» **Aufgaben**:
1 - Wie viel Prozent der Menschen haben laut Textauszug für den Volksentscheid „Deutsche Wohnen & Co. enteignen“ gestimmt?
2 - Schreiben Sie aus dem Textauszug den Abschnitt von „Besonders der Versuch“ bis „sehr schlecht an.“ wortgetreu ab.

Besonders der Versuch der SPD, den Volksentscheid „Deutsche Wohnen & Co. enteignen“ mit einer Kommission zu marginalisieren, in der es nach Ansicht vieler Beobachter:innen nicht fair zugeht, kommt bei den 59 Prozent der Menschen hier, die dafür gestimmt haben, sehr schlecht an.
BERLIN taz | Stadtentwicklungssenator Andreas Geisel (SPD) hat die Absicht der Enteignungskommission nicht generell öffentlich tagen zu wollen, gegen Kritik von Linken, Grünen und DW Enteignen verteidigt. „Wenn immer alles öffentlich sein muss, wird die Folge sein, dass man sich ins Hinterzimmer zurückzieht, wenn man etwas vertraulich miteinander besprechen muss.“ Generell aber solle „die Arbeit so öffentlich wie möglich stattfinden. Das wird die Kommission auch einhalten“, so Geisel zur dpa. Auch in der Absicht der Vorsitzenden Herta Däubler-Gmelin selbst an Abstimmungen teilzunehmen, sieht er kein Problem: „Dass wir Frau Däubler-Gmelin als Verfassungsrechtlerin und hochkarätige Juristin gewinnen und ihr dann sagen, sie darf nicht mitmachen, das ist absurd“, so Geisel gegenüber dem Tagesspiegel. (Q)
Eine hochkarätige Juristin, die sich ganz bestimmt nicht im Hinterzimmer (stimmt, es geht ja auch telefonisch!) mit Herrn Geisel abspricht, der schon das Werden der Volksabstimmung seinerzeit erheblich verzögerte und die beide entschiedene Enteignungsgegner:innen sind? Wir müssen uns das sarkastische Grinsen verkneifen und schön ruhig bleiben. Außerdem verändert sich das Verhältnis der Stimmen natürlich, wenn eine Enteignungsgegnerin plötzlich selbst mit abstimmen will, die als Moderatorin vorgesehen war. Im Grunde ist das ein Skandal, der von der SPD kaltlächelnd über die Köpfe der Bevölkerung hinweg inszeniert wird. Dafür wäre ein Ergebnis von 17 Prozent, hätten wir jetzt Wahlen zum Berliner Abgeordnetenhaus, noch zu viel.
Generell ist Franziska Giffey zumindest für die Bewohner:innen der Innenstadt die falsche Bürgermeisterin mit den falschen Prioritäten und dem viel zu konservativen Gepräge. Das strahlt negativ auf die gesamte Koalition aus. Zwischenzeitlich stand die aktuelle Berliner Koalition in Umfragen auch schon unter 50 Prozent und das gab es zwischen der ersten Auflage im Jahr 2017 und der Wahl 2021 nie, es wurden vielmehr Werte bis zu 58 Prozent für die drei Regierungsparteien erreicht, meist waren es zwischen 55 und 56 Prozent.

» **Bereitgestellte Daten**:
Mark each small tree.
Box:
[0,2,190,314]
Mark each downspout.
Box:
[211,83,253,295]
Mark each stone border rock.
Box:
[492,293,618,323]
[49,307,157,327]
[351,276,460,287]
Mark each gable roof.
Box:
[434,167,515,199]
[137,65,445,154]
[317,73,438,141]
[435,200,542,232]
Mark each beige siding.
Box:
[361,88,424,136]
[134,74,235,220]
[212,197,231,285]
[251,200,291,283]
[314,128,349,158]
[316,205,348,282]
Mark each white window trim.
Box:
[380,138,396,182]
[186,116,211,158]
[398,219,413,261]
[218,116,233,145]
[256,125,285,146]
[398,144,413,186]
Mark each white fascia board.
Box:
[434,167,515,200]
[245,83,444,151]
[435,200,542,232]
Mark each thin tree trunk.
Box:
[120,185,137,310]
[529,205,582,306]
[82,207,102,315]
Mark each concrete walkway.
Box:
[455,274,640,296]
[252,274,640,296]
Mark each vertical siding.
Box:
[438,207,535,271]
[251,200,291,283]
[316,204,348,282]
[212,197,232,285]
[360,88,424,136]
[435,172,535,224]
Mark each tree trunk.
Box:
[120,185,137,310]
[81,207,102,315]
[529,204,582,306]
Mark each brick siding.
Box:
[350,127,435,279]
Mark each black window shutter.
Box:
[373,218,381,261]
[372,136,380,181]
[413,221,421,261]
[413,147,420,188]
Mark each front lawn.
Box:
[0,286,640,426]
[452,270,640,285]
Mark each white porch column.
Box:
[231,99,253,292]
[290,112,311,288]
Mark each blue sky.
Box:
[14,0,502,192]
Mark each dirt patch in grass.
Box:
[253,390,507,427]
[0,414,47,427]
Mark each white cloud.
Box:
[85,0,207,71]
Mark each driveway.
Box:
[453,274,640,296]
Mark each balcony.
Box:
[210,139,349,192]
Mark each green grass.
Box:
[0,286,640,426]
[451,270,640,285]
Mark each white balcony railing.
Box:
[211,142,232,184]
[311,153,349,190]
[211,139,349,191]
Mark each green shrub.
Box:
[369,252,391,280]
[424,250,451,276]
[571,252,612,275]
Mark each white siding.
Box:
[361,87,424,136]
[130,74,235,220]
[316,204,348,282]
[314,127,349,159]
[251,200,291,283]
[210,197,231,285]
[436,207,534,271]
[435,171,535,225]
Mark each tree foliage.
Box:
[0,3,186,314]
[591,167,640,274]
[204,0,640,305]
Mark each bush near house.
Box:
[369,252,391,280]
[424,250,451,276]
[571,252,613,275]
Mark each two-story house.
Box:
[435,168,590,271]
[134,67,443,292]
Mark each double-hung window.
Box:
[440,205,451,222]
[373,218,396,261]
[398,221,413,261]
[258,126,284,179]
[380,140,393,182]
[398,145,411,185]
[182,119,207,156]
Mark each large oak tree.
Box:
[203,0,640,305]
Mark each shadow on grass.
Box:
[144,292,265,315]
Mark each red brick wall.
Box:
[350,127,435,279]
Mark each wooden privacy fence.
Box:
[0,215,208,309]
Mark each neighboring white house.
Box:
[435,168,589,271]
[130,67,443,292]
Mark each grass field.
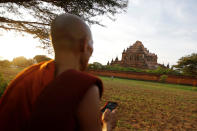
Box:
[101,77,197,131]
[0,68,197,131]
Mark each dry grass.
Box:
[0,67,197,131]
[102,77,197,131]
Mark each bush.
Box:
[159,75,168,83]
[0,74,8,97]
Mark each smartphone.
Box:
[101,101,118,112]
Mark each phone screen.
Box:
[101,101,118,112]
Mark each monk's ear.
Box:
[79,38,87,52]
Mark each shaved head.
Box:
[51,14,93,70]
[51,14,93,51]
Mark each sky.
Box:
[0,0,197,65]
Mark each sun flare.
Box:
[0,33,49,60]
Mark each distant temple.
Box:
[108,41,158,69]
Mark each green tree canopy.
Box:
[0,0,128,48]
[174,53,197,76]
[33,55,51,63]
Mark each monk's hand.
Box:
[102,109,118,131]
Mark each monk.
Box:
[0,14,117,131]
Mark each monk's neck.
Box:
[55,56,80,77]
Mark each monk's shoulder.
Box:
[11,62,44,84]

» **Ergebnisse je Aufgabe**:
1 - 59 Prozent.

2 -
Besonders der Versuch der SPD, den Volksentscheid „Deutsche Wohnen & Co. enteignen“ mit einer Kommission zu marginalisieren, in der es nach Ansicht vieler Beobachter:innen nicht fair zugeht, kommt bei den 59 Prozent der Menschen hier, die dafür gestimmt haben, sehr schlecht an.